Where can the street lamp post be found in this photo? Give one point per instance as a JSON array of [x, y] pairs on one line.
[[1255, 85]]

* * *

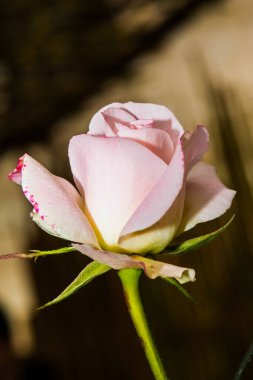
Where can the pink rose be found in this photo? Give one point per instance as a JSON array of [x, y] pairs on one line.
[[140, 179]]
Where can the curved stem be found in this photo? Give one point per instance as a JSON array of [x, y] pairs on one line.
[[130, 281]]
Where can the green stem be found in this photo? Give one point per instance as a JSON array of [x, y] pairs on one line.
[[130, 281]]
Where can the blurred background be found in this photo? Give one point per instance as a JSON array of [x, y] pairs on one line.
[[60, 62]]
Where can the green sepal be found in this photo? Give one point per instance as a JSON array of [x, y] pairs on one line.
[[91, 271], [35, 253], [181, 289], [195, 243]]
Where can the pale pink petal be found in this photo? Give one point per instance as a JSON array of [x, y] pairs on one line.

* * *

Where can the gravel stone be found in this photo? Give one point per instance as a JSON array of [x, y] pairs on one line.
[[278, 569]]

• _Problem to work on_: From the data above, output exactly the lines between the one containing "Where can the curved" and the one containing "Where can the pale", counting both of them.

• _Answer below_:
Where can the curved stem be found in this photo? Give one point per instance as a JSON array of [x, y] pairs on one line.
[[130, 281]]
Where can the green stem be found in this photo? Give one point per instance as a JSON array of [x, y] pairs on one line.
[[130, 281]]
Where can the blurred background be found in this photo? Give one point per instance as a JSON array of [x, y] pairs on one line.
[[60, 62]]
Where can the green sepal be found in this photo? Give one point per instance as a JSON array of [x, y] pairs on one line.
[[91, 271], [35, 253], [181, 289], [195, 243]]
Where can the pale pink petal be found in this photo? Give one point per instance as a JSON array of [x, y] pairs on one line.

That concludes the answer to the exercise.